WHAT THE TASK REQUIRES –
Write out the part of the essay on electronic health records below that runs between "I would like" and "health keeping system.", inclusive.

First of all what EHRs are not. They do not make you a better physician. They do not make things easier to get your charting done, sorry it doesn’t. There are functionality issues where you can enter templates, and preload, which do add to ease, but with all of the check marks that are now added to meet meaningful use guidelines, the ease of it, has been tempered by having to make sure that every box is checked. Which I guess is easier than hand scribing it out. However, there is still significant time spent documenting after the patient leaves, that I would not call electronic medical records necessarily a time saver.
I would like to say that I look forward to the day when all of the consultants I use fully adapt an EMR. At least those that handwrite rather than transcribe their notes. Talk about terrible to read. I usually see the faxed version of the note, integrated into the documentation. I just hope that in some instances that the specialist does surgery, so I can know what they were thinking. Then they have to use the hospitals dictation system. And I can read typed information. So for legibility reasons alone, there are definite benefits to the electronic health keeping system.
Drug interactions are a very beneficial part of the system. There have been times that rare interactions or interactions in disease states have popped up when I have entered a medication. Sometimes this has helped me maintain a preferred medication due to potential side effects in and interactions and sometimes it has prevented potential complications. Drug interactions don’t remain constant and new black box warnings seem to be increasing in frequency, so the back up is a nice feature.
The EMR can remind what tests are due, and if done right all of the test results are available at your finger tips and you can look at the trending. These are all fabulous features of having it electronic. Patients can see it, and if need to you can even print off the page at the visit.
Electronic medical records will probably be beneficial when they are fully integrated in the future. However, they do not make better physicians. Patients are now heard to complain that the doctor spent the whole time typing into a computer. How this is different from writing in the chart I don’t know. Maybe those practices have not implemented the use of tablets, and the physician’s back is turned to the patient. Costs of these systems remain high for software alone. This does not include the constant need to upgrade current system. Learning new aspects of the software and trying to implement needed aspects of the requirements. The interface is ever fully functioning would be great, being able to pull down from a cloud visit notes from other providers, and what their documentation shows could help decrease costs. However, risk from hackers and viruses remain a concern from both the patient and the provider.
The biggest difficulty with the implementation is that those that are creating the guidelines do not appear to be working with either the developers of the product or the providers and hospitals that must utilize the product. It is easy for them to say that all prescriptions should go electronically, but not all pharmacies are ready to do so, or do even all state laws allow for all prescriptions to be transmitted that way. Deciding that this is what constitutes meaningful use should take into consideration what is currently possible, and the time frame for it to become fully possible in the future. Some of the requirements that are to take place in the near future seem to be almost impossible hurtles, especially when you consider that there is about to be a conversion in how everything is coded in 2013. And any honest vendor, physician and insurance company can tell you that the conversion in itself may cause its own difficulties and meltdowns.

STORED DATA –
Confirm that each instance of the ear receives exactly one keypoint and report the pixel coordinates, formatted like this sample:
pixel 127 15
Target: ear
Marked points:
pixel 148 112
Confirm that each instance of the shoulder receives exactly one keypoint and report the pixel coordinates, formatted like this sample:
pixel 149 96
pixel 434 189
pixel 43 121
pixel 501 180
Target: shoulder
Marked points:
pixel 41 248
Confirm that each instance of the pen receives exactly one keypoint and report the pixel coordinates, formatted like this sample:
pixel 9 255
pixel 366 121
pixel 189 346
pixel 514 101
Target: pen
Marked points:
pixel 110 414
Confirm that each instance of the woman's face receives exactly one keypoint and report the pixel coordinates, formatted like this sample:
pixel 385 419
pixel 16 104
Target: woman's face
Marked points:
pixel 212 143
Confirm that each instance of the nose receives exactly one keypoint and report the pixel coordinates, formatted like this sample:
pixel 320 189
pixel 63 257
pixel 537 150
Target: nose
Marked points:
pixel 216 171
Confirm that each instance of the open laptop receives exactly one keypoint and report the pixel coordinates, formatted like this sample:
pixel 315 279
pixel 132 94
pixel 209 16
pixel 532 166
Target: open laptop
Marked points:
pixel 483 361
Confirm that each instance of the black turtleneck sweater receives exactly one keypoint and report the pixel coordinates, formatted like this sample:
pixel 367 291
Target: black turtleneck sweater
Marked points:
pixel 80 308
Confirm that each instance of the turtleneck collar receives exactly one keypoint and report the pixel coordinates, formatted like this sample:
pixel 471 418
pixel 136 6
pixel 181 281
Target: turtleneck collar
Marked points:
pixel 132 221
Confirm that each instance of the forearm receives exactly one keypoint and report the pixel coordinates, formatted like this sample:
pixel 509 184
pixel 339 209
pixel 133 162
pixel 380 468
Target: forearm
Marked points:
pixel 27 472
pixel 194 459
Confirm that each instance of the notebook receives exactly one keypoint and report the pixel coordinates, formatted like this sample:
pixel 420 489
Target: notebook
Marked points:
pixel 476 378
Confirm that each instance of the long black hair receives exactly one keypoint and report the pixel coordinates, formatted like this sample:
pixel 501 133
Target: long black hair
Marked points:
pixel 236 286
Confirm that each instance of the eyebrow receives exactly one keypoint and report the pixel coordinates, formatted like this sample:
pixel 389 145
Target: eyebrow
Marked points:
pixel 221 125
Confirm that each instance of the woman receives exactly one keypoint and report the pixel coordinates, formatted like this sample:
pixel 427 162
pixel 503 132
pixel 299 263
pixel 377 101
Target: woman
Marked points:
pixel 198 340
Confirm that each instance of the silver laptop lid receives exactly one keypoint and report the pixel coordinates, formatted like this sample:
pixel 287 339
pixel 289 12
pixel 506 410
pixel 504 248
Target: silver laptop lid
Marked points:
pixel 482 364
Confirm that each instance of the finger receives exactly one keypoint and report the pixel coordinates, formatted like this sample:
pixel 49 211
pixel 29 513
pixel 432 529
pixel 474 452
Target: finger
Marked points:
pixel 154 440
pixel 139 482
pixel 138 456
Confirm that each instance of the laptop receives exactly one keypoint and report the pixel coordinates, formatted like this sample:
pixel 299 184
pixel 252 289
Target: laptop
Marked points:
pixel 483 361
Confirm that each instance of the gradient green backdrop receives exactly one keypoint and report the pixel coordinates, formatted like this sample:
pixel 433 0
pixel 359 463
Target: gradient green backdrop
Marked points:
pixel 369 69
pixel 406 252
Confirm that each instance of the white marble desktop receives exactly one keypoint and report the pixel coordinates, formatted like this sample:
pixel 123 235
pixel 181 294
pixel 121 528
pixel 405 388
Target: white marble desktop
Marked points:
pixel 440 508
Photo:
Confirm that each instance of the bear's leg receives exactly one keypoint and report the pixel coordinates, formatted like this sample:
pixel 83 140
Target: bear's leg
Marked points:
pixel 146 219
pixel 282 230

SOLUTION TO THIS PROBLEM –
I would like to say that I look forward to the day when all of the consultants I use fully adapt an EMR. At least those that handwrite rather than transcribe their notes. Talk about terrible to read. I usually see the faxed version of the note, integrated into the documentation. I just hope that in some instances that the specialist does surgery, so I can know what they were thinking. Then they have to use the hospitals dictation system. And I can read typed information. So for legibility reasons alone, there are definite benefits to the electronic health keeping system.